▸ **To be done**: Identify every line in the records below that contains the word "hilltop", matching case exactly, and copy each of those lines.

— start of Records provided —

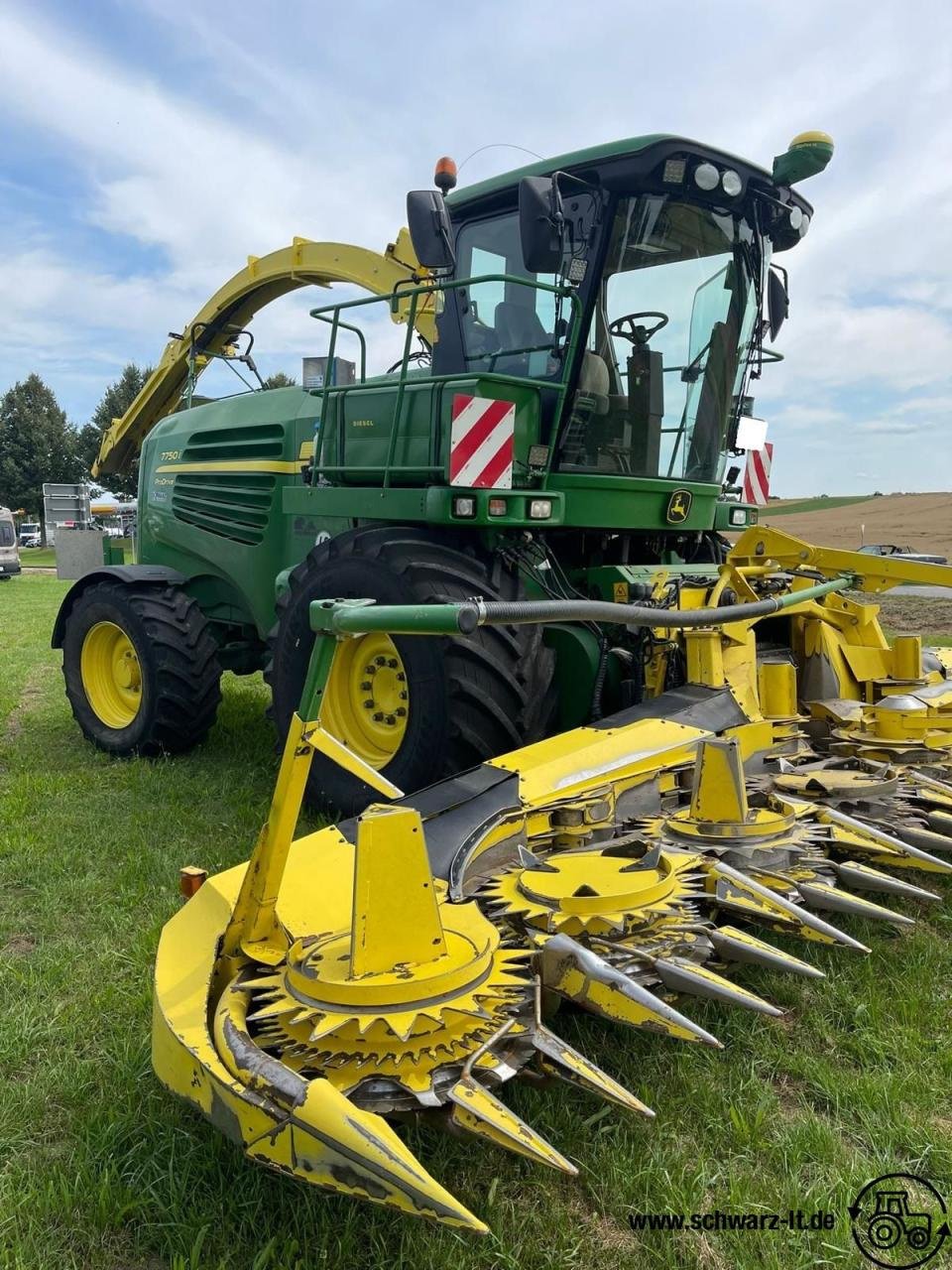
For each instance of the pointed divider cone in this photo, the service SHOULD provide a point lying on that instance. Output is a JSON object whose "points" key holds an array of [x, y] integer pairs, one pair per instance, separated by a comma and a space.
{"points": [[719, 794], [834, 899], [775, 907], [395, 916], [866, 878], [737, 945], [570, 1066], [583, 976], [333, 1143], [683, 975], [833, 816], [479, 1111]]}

— end of Records provided —
— start of Records provided —

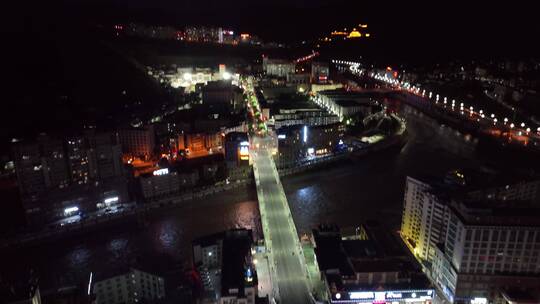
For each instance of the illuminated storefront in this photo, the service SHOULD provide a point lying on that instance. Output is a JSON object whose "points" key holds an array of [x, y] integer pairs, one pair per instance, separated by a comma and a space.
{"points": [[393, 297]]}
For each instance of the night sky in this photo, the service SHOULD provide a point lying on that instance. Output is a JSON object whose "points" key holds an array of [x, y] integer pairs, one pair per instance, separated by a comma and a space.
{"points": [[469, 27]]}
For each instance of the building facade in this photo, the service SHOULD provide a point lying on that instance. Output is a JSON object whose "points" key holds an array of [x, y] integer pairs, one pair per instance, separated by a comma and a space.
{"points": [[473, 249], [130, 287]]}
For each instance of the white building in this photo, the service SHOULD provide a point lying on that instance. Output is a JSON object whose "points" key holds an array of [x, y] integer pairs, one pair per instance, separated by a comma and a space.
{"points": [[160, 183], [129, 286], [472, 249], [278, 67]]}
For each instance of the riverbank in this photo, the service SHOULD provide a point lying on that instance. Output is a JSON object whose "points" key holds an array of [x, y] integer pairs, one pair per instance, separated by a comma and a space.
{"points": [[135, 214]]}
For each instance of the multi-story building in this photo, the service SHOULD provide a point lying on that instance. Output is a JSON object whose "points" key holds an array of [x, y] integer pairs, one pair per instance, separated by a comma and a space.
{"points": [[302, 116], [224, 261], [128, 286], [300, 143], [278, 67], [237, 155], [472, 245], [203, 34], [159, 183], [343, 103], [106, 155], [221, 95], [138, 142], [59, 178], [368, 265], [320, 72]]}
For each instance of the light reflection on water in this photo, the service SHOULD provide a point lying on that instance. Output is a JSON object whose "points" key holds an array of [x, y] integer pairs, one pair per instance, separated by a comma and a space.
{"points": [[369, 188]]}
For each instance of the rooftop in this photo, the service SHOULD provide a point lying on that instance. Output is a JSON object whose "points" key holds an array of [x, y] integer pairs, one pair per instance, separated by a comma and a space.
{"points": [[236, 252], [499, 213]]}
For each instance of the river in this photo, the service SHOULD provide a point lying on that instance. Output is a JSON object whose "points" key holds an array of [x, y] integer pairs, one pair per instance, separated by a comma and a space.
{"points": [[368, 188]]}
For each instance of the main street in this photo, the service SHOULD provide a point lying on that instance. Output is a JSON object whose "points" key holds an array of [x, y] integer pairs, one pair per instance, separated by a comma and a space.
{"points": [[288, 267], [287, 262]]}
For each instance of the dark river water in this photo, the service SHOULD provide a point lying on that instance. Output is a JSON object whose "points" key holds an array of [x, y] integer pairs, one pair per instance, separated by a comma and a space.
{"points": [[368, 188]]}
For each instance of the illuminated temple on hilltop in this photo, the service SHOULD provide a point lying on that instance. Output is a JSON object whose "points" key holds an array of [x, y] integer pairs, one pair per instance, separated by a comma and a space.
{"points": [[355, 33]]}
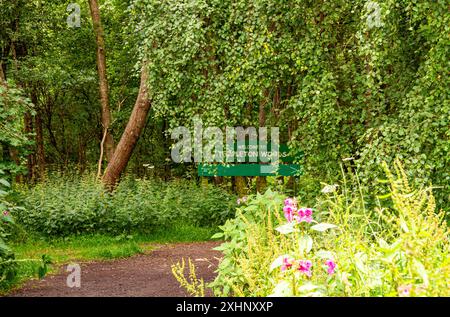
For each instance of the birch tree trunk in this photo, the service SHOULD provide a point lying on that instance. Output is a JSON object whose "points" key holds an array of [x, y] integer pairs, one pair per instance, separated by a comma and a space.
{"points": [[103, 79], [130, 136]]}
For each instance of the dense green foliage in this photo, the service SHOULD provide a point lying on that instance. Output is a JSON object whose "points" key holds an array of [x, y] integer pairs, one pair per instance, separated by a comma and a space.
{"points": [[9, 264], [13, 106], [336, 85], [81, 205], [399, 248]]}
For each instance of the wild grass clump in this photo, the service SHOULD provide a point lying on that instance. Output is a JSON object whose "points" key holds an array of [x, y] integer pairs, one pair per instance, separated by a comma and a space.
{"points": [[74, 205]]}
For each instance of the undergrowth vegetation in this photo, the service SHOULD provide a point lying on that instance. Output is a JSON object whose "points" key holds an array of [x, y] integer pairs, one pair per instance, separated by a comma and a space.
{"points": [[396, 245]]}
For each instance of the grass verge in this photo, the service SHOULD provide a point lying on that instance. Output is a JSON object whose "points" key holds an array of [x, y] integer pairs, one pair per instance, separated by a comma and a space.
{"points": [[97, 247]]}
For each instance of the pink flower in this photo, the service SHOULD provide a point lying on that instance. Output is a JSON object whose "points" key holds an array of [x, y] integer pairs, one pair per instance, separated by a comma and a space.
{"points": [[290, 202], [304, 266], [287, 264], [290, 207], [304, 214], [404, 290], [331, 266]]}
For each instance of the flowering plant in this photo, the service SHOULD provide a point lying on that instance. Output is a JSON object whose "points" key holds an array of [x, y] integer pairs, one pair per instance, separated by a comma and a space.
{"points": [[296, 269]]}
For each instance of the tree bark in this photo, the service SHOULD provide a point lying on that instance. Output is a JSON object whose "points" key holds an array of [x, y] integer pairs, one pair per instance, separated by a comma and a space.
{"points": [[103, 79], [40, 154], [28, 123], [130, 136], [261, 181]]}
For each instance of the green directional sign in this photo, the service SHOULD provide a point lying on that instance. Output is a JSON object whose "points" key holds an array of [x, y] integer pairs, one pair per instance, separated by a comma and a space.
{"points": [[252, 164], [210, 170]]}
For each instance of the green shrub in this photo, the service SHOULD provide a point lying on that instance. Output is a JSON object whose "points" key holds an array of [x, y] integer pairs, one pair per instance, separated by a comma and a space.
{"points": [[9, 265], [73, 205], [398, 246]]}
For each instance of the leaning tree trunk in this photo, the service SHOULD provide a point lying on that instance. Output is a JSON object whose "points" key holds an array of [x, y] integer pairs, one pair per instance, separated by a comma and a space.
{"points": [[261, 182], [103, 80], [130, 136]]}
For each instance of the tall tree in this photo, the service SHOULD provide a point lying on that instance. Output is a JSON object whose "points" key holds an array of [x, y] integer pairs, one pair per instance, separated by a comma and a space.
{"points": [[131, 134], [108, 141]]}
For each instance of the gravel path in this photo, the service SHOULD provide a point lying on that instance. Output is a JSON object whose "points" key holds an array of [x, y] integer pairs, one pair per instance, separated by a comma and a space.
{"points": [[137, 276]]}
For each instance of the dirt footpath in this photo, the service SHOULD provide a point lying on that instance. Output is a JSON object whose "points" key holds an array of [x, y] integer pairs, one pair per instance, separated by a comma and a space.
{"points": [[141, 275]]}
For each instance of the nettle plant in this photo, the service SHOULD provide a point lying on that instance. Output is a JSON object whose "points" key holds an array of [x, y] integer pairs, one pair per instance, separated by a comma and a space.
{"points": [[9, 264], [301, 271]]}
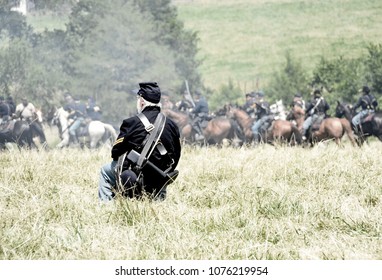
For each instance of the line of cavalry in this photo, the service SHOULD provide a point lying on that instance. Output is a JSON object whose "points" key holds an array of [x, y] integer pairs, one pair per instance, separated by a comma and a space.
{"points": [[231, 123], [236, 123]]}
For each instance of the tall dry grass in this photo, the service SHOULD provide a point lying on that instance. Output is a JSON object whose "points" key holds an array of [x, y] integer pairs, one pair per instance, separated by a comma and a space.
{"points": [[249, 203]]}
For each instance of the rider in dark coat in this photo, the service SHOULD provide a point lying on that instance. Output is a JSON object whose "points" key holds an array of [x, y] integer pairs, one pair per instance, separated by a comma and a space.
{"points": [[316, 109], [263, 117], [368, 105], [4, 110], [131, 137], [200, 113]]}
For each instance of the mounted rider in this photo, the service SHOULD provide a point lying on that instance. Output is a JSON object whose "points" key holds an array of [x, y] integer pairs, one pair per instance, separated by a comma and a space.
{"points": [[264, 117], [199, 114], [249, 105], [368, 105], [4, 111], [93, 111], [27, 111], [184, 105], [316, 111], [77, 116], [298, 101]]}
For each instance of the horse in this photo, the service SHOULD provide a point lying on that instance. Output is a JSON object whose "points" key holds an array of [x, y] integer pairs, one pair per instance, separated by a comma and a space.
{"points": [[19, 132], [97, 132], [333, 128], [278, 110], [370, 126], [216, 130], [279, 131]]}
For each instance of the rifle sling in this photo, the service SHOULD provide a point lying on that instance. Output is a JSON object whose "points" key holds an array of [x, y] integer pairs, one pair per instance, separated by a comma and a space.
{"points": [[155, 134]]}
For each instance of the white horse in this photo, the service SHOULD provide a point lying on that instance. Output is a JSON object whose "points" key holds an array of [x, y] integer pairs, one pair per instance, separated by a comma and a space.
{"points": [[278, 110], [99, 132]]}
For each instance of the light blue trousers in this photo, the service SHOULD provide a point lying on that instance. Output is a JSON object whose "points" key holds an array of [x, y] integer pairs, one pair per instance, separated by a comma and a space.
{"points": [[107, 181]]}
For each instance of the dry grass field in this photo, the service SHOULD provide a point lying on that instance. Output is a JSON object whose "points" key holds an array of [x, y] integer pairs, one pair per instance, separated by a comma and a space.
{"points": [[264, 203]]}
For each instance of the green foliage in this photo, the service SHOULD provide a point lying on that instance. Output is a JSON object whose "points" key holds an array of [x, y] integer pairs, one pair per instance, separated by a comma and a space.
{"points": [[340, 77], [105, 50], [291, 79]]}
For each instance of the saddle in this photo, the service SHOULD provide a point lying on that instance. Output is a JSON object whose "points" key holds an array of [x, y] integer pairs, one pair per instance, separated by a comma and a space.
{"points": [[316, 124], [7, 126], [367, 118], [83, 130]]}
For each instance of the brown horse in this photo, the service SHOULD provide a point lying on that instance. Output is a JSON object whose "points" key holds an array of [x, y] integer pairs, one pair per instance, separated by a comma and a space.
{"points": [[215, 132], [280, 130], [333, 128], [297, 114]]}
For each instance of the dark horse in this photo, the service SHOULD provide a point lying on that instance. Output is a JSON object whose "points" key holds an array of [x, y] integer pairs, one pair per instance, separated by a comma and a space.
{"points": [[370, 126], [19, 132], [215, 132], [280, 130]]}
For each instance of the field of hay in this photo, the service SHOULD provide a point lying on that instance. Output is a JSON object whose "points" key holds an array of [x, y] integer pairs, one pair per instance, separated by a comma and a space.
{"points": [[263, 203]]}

— end of Records provided —

▸ **Expected answer**:
For each instance of the illuminated temple on hilltop in this photo, the service SHOULD provide a point lying on that instance. Output is a JSON object whose "points" key holds an array of [x, y] integer pairs, one pair per instance, separated by a comma and a space.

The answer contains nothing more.